TASK LIST
• 1. Reproduce from the GPA scale passage the stretch from "Consequences of the" through "cumulative GPA values.".
• 2. In the GPA scale passage, what GPA would a 100% earn if the conversion table stayed linear above 80%?

The A range of grades (A-, A, and A+) covers 20% of the percentage scale, from 80-100%. For all other letters, the range of grades that they cover is only 10% of the percentage scale (B from 70-80%, C from 60-70%, etc.). This means that the average A+ student makes a 6.7% higher mark than the average A student, where as the average B+ student makes only a 3.3% higher mark than the average B student.

If a student is in the A range of grades, students must increment their percentage grade twice as much as normal, before seeing an increment in their letter grade. Even if Problem #1 (above) was fixed (i.e. there was a distinction in GPA values for A+ and A), any student who achieves an 80% (an A) or above, is not being fully credited for their work.

Is it That Bad?

Just to show how ridiculous the scale is bent for the A range of grades, consider the following:

If the GPA conversion table would continue to be linear after the 80% range (as it is before the 80% range), then an 83-86% would be a 4.00 GPA, a 93-96% would be a 5.00 GPA, a 97-99% would be a 5.33 GPA, and a 100% would be a 5.67 GPA (over 40% more than the 4.00 GPA you actually get!).

Linear (Proper) vs. Actual GPA Scale

Essentially, because the scale is bent, it makes it easier for a student to achieve an A range grade, since all you require is an 80% (my high school considers the A range of grades to represent the 90-100% range). But, it makes achieving an A or an A+ grade extremely hard. And those students who did so are credited with very few GPA points (or zero GPA points, in the case of an A+ grade) to indicate their extra performance.

Consequences of the Problems

For each course, a student has a final percentage grade (0 to 100%). These percentage grades are converted to GPA values according to the table above. This table rounds off the percentage grade by up to 2%, with the exception of an A- or an A, in which the percentage grade is rounded off up to 4%, with the exception of an A+ grade, which is always rounded off downwards... And it can be rounded downwards by up to 10%! (this is because an A+ [94-100%] receives a 4.0 GPA value, which represents an average grade of 90%). It is these inaccurate GPA values which are averaged to calculate sessional and cumulative GPA values.

Also, as any person with elementary knowledge of mathematical concepts will tell you, it does not make any sense to take an average of numbers that do not represent a linear scale. You would not find the average volume of a bunch of cubes by averaging the length of one side on each cube, and then cubing the result. This is essentially what universities are doing.

Pointing and labeling data:

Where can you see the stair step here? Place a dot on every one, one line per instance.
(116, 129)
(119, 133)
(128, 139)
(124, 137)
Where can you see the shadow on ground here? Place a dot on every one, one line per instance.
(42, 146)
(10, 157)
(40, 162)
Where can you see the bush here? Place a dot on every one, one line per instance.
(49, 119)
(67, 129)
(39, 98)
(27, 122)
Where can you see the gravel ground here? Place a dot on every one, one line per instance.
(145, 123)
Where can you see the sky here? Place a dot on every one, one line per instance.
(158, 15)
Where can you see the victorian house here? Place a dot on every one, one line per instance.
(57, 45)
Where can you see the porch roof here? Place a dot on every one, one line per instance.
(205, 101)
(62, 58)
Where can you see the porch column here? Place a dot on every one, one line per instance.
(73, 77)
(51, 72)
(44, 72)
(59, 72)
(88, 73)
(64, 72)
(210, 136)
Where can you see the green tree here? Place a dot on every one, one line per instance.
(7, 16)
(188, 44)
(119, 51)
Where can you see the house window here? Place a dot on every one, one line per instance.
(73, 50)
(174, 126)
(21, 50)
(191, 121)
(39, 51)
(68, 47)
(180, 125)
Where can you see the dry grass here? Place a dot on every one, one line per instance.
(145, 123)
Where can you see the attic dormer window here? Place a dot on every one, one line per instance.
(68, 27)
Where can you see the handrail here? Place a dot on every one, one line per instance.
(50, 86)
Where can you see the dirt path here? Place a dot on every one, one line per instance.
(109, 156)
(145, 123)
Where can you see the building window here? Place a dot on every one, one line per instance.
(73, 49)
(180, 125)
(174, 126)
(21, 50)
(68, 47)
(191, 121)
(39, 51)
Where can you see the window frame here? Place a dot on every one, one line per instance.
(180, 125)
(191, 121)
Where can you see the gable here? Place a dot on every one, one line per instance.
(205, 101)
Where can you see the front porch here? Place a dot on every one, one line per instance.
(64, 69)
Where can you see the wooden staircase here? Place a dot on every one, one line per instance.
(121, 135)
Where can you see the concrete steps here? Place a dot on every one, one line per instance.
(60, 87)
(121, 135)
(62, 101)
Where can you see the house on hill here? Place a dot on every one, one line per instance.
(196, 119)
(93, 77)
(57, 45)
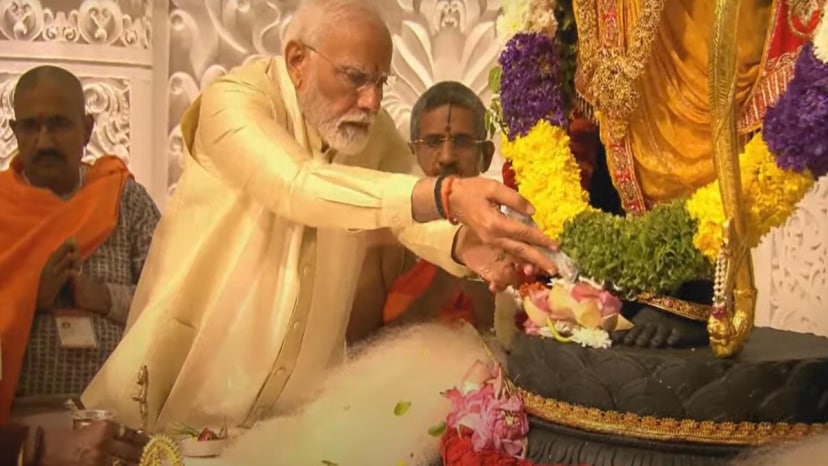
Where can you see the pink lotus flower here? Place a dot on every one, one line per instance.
(609, 304)
(503, 426)
(485, 406)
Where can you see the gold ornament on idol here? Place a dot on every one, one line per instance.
(613, 72)
(734, 304)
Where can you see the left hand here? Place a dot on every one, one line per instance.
(495, 266)
(91, 295)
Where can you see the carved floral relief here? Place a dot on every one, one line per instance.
(107, 100)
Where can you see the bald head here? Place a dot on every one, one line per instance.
(338, 55)
(68, 83)
(315, 19)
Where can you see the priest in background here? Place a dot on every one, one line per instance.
(246, 294)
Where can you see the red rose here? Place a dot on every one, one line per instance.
(508, 175)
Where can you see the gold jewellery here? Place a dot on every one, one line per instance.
(613, 72)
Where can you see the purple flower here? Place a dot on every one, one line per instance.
(529, 87)
(503, 427)
(796, 128)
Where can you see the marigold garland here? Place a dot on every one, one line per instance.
(769, 192)
(540, 156)
(660, 250)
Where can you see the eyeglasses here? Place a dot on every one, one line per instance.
(460, 142)
(357, 79)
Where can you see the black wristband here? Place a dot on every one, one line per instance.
(37, 457)
(438, 196)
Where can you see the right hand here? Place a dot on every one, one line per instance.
(474, 202)
(62, 264)
(98, 444)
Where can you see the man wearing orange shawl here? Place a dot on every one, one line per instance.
(448, 137)
(55, 214)
(658, 139)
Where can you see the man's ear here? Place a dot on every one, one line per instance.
(88, 127)
(486, 154)
(295, 59)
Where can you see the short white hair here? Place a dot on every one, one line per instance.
(314, 18)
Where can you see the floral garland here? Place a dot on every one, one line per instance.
(676, 242)
(490, 412)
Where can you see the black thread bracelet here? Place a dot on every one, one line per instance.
(438, 195)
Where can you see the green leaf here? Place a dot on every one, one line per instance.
(401, 408)
(436, 431)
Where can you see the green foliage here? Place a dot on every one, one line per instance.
(494, 79)
(649, 253)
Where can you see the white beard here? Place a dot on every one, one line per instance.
(345, 139)
(805, 452)
(352, 421)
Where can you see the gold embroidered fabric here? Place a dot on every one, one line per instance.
(686, 309)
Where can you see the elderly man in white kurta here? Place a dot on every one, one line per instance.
(245, 296)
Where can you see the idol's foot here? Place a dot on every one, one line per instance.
(655, 328)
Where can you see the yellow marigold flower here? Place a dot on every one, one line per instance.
(769, 193)
(549, 176)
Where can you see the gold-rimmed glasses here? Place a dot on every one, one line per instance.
(358, 79)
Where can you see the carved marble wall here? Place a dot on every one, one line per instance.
(434, 40)
(143, 61)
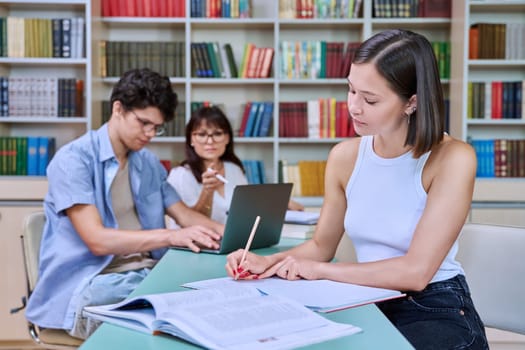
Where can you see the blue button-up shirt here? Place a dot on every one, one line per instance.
(81, 172)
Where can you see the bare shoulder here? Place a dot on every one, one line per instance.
(345, 150)
(452, 156)
(341, 160)
(453, 150)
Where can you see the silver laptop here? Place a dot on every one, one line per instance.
(269, 201)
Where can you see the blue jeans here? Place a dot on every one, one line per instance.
(442, 316)
(103, 289)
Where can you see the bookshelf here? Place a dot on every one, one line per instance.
(484, 125)
(64, 129)
(264, 28)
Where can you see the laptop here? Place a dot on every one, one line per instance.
(269, 201)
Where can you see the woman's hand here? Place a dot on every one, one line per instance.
(252, 266)
(210, 183)
(291, 269)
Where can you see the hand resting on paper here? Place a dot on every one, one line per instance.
(257, 267)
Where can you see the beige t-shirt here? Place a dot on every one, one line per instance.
(126, 215)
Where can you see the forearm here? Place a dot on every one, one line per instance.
(394, 273)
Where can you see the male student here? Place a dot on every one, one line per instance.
(105, 210)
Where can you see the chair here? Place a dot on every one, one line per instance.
(31, 235)
(492, 257)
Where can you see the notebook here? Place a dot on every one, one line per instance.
(269, 201)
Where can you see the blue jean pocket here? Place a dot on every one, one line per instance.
(440, 317)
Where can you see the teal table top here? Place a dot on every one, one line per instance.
(178, 267)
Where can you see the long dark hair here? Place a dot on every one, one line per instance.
(212, 116)
(407, 61)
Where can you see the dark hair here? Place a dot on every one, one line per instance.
(407, 61)
(212, 116)
(142, 88)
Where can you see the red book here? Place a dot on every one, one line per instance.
(473, 43)
(114, 7)
(170, 8)
(266, 66)
(497, 99)
(182, 9)
(436, 8)
(163, 8)
(106, 8)
(147, 8)
(244, 119)
(251, 56)
(140, 7)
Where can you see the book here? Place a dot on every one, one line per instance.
(223, 318)
(317, 295)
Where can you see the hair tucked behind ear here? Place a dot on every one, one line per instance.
(407, 61)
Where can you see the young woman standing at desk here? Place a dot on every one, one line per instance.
(402, 192)
(207, 177)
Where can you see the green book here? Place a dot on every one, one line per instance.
(210, 54)
(231, 60)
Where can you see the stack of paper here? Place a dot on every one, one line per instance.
(226, 318)
(318, 295)
(301, 217)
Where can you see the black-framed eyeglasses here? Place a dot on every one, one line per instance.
(148, 126)
(216, 136)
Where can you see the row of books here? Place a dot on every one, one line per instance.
(324, 9)
(322, 118)
(256, 119)
(25, 155)
(322, 59)
(497, 41)
(42, 37)
(307, 176)
(221, 8)
(165, 57)
(411, 8)
(316, 59)
(496, 100)
(41, 97)
(144, 8)
(500, 157)
(209, 61)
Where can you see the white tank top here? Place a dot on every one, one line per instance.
(385, 200)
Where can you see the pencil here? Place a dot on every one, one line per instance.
(219, 176)
(250, 239)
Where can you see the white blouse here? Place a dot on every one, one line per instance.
(181, 178)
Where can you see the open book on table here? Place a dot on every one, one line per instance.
(224, 318)
(317, 295)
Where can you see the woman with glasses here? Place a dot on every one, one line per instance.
(209, 151)
(210, 156)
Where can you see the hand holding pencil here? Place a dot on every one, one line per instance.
(247, 247)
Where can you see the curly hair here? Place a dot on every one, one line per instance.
(141, 88)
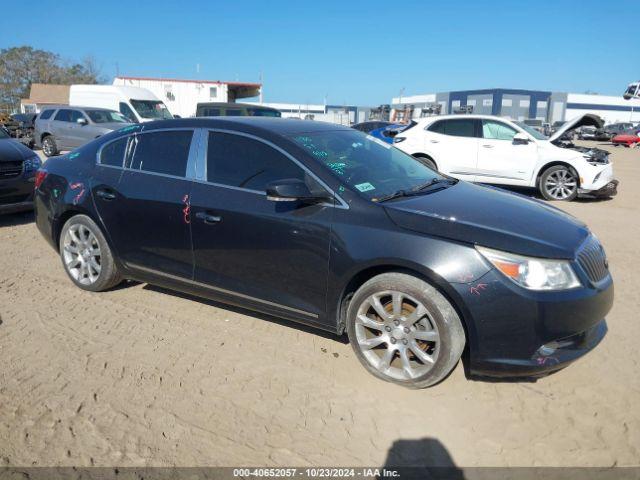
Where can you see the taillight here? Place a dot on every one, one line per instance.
(40, 176)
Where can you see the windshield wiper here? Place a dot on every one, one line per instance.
(418, 189)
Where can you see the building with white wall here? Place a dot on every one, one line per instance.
(340, 114)
(518, 104)
(181, 96)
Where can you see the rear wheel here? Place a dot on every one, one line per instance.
(404, 331)
(86, 256)
(49, 146)
(559, 182)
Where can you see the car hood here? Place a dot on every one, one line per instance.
(587, 119)
(12, 151)
(492, 218)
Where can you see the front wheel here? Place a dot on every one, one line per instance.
(404, 331)
(559, 182)
(86, 256)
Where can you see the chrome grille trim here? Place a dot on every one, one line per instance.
(592, 259)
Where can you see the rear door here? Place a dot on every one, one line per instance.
(273, 255)
(453, 143)
(150, 223)
(500, 160)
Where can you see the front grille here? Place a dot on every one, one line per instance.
(593, 260)
(10, 169)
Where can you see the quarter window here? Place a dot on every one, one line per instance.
(46, 114)
(113, 153)
(497, 130)
(239, 161)
(164, 152)
(63, 116)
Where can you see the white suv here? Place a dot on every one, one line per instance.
(489, 149)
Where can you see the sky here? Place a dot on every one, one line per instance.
(347, 52)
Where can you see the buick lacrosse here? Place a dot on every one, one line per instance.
(327, 226)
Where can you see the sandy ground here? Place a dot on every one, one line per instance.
(141, 376)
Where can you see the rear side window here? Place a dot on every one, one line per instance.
(242, 162)
(164, 152)
(460, 127)
(113, 153)
(63, 115)
(46, 114)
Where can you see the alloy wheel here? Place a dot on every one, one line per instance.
(561, 184)
(81, 254)
(396, 335)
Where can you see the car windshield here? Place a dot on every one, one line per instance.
(532, 131)
(151, 109)
(106, 116)
(365, 164)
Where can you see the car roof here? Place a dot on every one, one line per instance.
(462, 115)
(276, 125)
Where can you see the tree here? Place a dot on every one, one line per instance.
(22, 66)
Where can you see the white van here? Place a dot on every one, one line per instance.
(135, 103)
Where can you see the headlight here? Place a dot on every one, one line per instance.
(31, 164)
(532, 273)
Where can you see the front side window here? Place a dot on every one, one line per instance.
(63, 115)
(497, 130)
(165, 152)
(126, 111)
(154, 109)
(46, 114)
(106, 116)
(113, 153)
(365, 164)
(243, 162)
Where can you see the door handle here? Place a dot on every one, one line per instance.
(106, 194)
(208, 218)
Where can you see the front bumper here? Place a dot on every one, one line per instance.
(514, 332)
(610, 189)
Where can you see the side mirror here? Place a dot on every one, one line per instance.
(520, 139)
(292, 190)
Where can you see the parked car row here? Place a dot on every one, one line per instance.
(333, 228)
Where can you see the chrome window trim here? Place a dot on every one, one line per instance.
(202, 158)
(221, 290)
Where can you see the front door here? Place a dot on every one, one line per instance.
(500, 160)
(273, 255)
(151, 230)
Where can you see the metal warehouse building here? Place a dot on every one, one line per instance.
(519, 105)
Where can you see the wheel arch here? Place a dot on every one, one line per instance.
(362, 276)
(554, 163)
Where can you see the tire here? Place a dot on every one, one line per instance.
(49, 146)
(428, 162)
(559, 182)
(386, 345)
(79, 240)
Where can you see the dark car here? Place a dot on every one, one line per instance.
(320, 224)
(231, 109)
(18, 166)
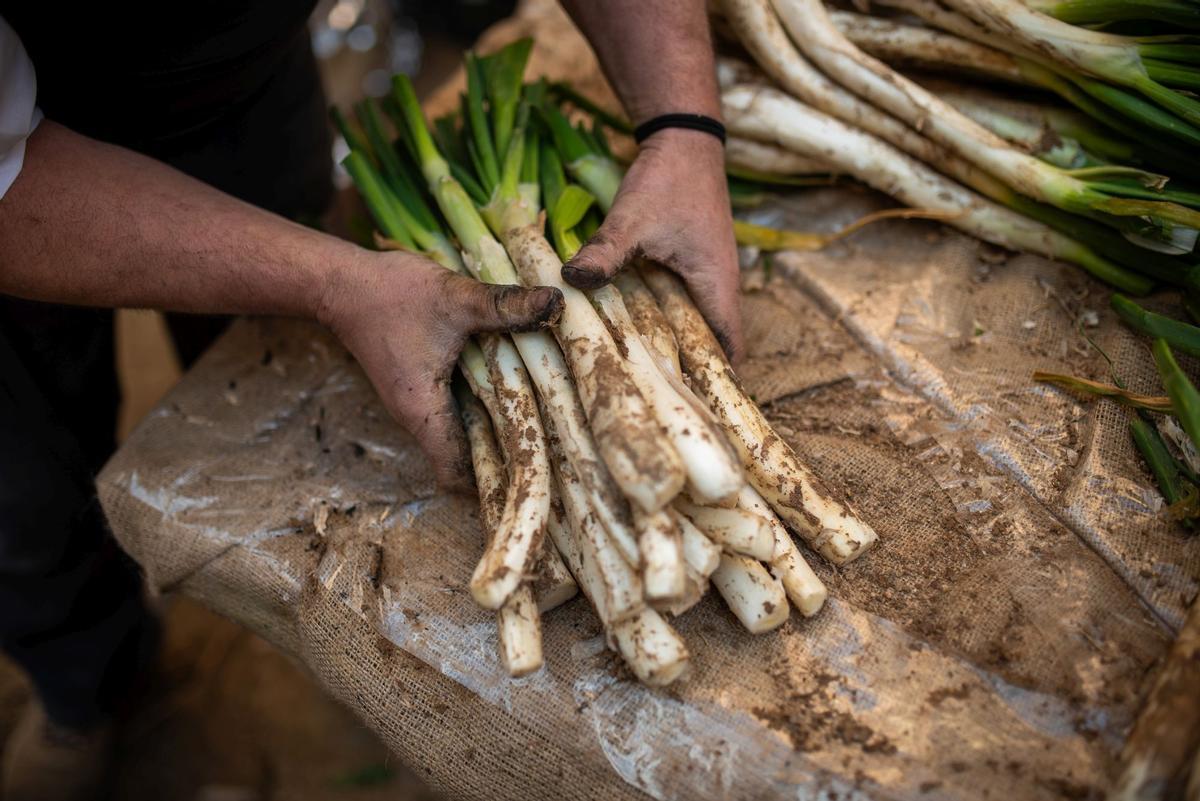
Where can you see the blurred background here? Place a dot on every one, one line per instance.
(231, 718)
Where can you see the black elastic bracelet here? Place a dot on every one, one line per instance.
(689, 121)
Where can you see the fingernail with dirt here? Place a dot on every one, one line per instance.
(583, 277)
(537, 308)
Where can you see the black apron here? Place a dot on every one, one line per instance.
(227, 92)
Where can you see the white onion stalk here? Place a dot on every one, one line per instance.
(510, 552)
(771, 114)
(517, 619)
(810, 26)
(1020, 124)
(924, 48)
(831, 528)
(701, 554)
(641, 461)
(714, 475)
(910, 180)
(663, 562)
(647, 317)
(641, 458)
(651, 648)
(1105, 55)
(754, 596)
(802, 585)
(552, 584)
(695, 588)
(773, 160)
(732, 529)
(562, 407)
(617, 580)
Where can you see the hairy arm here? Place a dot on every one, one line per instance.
(88, 223)
(673, 204)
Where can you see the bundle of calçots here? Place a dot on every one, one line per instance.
(621, 433)
(1091, 166)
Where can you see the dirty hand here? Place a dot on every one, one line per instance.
(406, 320)
(673, 208)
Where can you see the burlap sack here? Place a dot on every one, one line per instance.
(994, 644)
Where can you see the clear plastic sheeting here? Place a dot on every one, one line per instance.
(995, 643)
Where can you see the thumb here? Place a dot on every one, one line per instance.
(611, 247)
(480, 307)
(429, 414)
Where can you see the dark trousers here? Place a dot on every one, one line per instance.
(71, 607)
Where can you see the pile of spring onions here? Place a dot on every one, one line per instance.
(615, 453)
(1066, 128)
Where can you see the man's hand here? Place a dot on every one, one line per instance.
(673, 208)
(673, 205)
(139, 234)
(406, 320)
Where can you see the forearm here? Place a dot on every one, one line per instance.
(94, 224)
(658, 54)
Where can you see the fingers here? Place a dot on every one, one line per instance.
(719, 299)
(430, 415)
(480, 307)
(611, 247)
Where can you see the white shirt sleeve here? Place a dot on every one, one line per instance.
(18, 113)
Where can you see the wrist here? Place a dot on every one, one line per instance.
(341, 282)
(684, 142)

ANSWERS PER TASK
• 1.
Consequences of the Problems

For each course, a student has a final percentage grade (0 to 100%). These percentage grades are converted to GPA values according to the table above. This table rounds off the percentage grade by up to 2%, with the exception of an A- or an A, in which the percentage grade is rounded off up to 4%, with the exception of an A+ grade, which is always rounded off downwards... And it can be rounded downwards by up to 10%! (this is because an A+ [94-100%] receives a 4.0 GPA value, which represents an average grade of 90%). It is these inaccurate GPA values which are averaged to calculate sessional and cumulative GPA values.

• 2. A 5.67 GPA.